YOUR TASK:
Rewrite the data from the line with "[locate] wall outlet (one point per instance)" through the end of the data, changing "washer lid" to "dryer lid" and leaving everything else unchanged.

DATA SECTION:

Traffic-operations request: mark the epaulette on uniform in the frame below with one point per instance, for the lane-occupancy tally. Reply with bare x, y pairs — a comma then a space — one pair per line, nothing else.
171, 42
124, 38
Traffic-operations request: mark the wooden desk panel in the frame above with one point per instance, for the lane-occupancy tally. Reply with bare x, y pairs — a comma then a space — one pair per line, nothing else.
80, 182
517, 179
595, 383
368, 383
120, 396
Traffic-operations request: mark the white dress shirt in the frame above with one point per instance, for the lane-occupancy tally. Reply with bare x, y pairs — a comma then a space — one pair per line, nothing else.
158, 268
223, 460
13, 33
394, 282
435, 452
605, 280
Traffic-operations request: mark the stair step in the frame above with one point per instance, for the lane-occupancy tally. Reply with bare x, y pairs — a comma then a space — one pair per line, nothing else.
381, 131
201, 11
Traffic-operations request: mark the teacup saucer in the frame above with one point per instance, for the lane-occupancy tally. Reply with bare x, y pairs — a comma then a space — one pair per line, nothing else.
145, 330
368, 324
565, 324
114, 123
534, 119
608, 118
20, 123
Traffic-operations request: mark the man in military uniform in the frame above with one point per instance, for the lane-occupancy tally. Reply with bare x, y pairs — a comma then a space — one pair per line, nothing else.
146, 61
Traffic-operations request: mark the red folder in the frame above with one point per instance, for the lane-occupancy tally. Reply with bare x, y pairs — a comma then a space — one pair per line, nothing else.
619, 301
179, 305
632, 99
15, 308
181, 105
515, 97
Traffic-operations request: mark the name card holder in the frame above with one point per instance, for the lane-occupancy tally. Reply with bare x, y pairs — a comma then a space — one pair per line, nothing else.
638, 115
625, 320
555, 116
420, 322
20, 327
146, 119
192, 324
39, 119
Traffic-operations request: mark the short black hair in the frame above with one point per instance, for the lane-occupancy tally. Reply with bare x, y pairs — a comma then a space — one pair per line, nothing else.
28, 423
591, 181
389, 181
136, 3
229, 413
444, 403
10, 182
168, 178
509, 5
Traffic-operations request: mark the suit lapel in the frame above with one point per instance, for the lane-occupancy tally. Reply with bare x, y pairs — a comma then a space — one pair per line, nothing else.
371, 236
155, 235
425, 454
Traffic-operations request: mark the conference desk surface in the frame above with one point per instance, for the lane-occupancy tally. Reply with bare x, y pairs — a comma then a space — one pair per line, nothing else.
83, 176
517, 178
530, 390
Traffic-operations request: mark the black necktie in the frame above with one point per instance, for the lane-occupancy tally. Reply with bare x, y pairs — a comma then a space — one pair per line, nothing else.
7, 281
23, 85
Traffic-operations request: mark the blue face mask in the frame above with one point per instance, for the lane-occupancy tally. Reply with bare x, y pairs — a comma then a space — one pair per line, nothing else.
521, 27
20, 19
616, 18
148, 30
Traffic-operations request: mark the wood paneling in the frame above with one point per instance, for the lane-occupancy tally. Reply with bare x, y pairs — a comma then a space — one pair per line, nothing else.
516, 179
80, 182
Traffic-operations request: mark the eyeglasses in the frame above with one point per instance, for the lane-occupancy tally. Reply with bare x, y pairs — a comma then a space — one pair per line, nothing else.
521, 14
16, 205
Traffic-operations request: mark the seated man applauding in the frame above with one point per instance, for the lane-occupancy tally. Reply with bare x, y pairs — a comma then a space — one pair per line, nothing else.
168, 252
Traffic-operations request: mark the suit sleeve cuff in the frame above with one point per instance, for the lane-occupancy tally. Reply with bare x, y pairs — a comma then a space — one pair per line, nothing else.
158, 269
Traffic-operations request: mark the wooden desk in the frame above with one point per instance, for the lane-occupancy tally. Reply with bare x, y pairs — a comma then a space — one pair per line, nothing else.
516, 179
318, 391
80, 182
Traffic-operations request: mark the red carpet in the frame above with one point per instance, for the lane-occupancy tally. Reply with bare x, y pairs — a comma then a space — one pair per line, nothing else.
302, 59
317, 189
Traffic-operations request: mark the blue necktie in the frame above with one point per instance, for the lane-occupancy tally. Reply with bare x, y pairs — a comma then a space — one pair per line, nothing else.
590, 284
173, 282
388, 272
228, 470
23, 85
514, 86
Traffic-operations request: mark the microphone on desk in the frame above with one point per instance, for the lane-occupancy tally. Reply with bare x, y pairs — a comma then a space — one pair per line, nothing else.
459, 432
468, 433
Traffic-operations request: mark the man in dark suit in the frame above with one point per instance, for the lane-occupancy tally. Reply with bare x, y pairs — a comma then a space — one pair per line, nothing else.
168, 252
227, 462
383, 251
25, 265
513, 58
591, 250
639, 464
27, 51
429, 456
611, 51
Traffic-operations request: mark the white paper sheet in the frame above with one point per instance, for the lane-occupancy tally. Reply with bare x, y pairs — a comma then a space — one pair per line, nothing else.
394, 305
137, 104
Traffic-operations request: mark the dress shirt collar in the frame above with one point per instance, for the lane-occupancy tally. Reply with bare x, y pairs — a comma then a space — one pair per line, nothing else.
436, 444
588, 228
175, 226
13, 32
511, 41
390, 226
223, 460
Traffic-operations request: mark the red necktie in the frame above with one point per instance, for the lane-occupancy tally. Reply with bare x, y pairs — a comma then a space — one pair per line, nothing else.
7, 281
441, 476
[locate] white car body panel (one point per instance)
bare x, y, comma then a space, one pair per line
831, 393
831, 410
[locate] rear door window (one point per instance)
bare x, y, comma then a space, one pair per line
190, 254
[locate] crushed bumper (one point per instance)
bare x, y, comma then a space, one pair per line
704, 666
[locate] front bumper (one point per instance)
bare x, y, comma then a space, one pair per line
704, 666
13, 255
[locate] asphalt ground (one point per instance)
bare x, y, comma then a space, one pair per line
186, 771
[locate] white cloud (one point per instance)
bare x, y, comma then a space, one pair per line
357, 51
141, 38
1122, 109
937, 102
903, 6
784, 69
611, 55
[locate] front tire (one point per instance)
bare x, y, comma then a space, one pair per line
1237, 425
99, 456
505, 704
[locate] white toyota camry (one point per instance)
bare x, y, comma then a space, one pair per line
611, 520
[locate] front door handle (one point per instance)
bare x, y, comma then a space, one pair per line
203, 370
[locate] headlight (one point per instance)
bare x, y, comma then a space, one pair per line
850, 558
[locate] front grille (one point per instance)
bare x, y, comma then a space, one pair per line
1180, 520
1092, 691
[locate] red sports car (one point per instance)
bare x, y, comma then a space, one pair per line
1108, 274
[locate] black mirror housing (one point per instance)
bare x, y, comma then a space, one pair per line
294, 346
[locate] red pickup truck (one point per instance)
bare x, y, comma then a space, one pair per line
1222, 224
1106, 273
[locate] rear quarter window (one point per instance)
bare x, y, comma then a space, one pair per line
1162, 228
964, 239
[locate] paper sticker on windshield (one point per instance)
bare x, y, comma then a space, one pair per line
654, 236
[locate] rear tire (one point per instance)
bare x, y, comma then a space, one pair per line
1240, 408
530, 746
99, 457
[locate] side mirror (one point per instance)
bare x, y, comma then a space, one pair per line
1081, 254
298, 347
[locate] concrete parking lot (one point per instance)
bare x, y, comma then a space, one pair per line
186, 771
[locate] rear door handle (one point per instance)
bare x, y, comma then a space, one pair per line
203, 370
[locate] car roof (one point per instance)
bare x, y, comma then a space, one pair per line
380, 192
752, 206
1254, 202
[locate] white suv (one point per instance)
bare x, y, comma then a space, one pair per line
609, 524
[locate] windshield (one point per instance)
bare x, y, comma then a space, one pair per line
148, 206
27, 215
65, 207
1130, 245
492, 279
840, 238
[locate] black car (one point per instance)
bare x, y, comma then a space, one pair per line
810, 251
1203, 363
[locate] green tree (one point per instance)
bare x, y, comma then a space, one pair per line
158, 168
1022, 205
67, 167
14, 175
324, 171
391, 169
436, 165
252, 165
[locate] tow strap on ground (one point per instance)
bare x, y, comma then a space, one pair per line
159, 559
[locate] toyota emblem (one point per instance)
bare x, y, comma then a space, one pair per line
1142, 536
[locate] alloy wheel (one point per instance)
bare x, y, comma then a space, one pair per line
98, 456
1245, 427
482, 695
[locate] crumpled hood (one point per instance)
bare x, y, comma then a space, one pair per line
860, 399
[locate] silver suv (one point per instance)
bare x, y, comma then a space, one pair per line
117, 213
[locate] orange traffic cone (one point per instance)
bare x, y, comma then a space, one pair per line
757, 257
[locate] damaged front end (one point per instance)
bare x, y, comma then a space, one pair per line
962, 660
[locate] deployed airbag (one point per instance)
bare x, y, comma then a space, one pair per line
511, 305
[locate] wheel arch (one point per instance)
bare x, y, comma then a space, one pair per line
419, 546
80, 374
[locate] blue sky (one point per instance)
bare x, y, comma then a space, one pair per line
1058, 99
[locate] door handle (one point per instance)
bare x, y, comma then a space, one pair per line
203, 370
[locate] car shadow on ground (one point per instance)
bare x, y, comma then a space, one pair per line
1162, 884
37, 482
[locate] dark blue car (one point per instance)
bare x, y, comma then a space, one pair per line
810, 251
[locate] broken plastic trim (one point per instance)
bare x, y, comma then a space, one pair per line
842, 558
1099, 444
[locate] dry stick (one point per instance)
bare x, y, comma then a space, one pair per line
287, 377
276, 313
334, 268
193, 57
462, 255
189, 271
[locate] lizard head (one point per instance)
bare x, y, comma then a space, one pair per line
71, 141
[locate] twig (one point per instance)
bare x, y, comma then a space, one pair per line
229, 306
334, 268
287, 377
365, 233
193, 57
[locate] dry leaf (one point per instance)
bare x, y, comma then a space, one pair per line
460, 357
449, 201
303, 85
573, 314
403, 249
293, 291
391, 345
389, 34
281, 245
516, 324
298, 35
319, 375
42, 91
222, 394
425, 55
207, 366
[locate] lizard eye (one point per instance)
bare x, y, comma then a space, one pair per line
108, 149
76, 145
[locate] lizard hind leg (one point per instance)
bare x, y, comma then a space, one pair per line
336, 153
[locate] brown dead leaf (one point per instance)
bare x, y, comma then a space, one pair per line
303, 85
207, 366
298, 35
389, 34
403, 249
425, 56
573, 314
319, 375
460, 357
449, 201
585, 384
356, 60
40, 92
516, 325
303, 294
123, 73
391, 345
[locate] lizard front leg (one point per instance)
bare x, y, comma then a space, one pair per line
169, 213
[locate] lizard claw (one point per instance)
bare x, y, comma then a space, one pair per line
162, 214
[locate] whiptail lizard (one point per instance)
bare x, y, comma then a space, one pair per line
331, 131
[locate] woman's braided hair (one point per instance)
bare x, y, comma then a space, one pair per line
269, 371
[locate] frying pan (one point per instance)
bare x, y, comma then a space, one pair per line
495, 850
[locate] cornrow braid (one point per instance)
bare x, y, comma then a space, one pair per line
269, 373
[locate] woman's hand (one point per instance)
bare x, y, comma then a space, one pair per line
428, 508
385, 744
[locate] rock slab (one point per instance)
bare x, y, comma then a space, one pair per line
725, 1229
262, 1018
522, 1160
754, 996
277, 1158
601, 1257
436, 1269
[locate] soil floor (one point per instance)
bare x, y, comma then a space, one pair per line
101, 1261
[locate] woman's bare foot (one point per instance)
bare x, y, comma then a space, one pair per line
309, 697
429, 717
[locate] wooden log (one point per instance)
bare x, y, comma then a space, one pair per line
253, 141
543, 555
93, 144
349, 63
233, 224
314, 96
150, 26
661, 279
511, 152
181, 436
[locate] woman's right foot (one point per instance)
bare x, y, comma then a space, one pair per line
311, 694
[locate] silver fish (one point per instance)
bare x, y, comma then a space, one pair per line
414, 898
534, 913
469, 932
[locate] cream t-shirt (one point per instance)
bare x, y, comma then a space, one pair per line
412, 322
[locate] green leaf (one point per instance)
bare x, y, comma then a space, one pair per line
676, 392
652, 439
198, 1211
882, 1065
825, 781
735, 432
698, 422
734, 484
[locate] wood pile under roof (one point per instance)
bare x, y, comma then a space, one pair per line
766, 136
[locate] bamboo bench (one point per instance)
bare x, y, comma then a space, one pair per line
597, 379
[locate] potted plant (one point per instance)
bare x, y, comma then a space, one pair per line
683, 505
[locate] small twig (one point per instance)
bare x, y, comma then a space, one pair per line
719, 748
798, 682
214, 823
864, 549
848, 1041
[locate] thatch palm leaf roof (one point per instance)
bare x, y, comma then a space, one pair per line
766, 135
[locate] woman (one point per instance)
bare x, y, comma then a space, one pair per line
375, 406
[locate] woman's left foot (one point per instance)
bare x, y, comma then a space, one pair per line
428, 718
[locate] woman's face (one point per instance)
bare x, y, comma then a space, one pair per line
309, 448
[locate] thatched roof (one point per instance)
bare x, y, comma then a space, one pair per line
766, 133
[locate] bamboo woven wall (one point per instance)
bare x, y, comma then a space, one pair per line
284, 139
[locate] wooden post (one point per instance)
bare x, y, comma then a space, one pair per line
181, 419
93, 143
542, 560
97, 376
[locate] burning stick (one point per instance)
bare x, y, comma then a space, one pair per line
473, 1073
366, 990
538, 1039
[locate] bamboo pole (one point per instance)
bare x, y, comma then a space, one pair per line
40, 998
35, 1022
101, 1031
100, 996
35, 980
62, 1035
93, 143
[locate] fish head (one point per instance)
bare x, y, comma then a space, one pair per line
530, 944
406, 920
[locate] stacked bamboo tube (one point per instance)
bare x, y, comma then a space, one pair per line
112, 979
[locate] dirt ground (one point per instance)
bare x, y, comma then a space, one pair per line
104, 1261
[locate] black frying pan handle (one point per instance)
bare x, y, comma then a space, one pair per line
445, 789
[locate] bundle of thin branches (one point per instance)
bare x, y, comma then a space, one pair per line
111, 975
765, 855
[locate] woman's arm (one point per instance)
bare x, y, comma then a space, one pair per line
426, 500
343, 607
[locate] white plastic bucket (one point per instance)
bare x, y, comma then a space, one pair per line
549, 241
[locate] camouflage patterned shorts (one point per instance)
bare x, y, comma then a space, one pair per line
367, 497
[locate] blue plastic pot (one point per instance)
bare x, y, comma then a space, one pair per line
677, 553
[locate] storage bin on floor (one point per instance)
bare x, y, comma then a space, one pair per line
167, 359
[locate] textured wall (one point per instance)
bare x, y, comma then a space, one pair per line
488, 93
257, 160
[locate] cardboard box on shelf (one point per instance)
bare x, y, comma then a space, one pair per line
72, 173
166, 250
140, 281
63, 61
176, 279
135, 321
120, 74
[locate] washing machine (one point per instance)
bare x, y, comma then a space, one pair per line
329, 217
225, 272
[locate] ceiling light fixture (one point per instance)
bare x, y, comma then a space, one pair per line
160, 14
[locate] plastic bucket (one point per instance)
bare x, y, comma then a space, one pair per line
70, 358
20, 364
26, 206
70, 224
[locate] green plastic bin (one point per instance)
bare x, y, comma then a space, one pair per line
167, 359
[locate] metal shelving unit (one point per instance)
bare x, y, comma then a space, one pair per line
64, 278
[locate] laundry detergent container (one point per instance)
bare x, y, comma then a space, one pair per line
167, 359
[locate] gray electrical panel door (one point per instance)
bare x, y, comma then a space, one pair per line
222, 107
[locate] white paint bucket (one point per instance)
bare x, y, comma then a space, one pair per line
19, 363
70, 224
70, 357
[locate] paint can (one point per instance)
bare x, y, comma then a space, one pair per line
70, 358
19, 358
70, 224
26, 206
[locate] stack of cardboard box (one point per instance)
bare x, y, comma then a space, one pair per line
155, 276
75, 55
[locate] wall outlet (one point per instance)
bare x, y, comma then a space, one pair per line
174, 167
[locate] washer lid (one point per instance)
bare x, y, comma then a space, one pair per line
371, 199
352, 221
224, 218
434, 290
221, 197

SOLUTION FOR THIS EXERCISE:
[locate] wall outlet (one point per instance)
bare x, y, comma then a space, one pair per line
174, 167
[locate] dryer lid (one point per instance)
bare x, y, comma then a space, one pair per line
371, 199
352, 221
224, 218
434, 290
221, 197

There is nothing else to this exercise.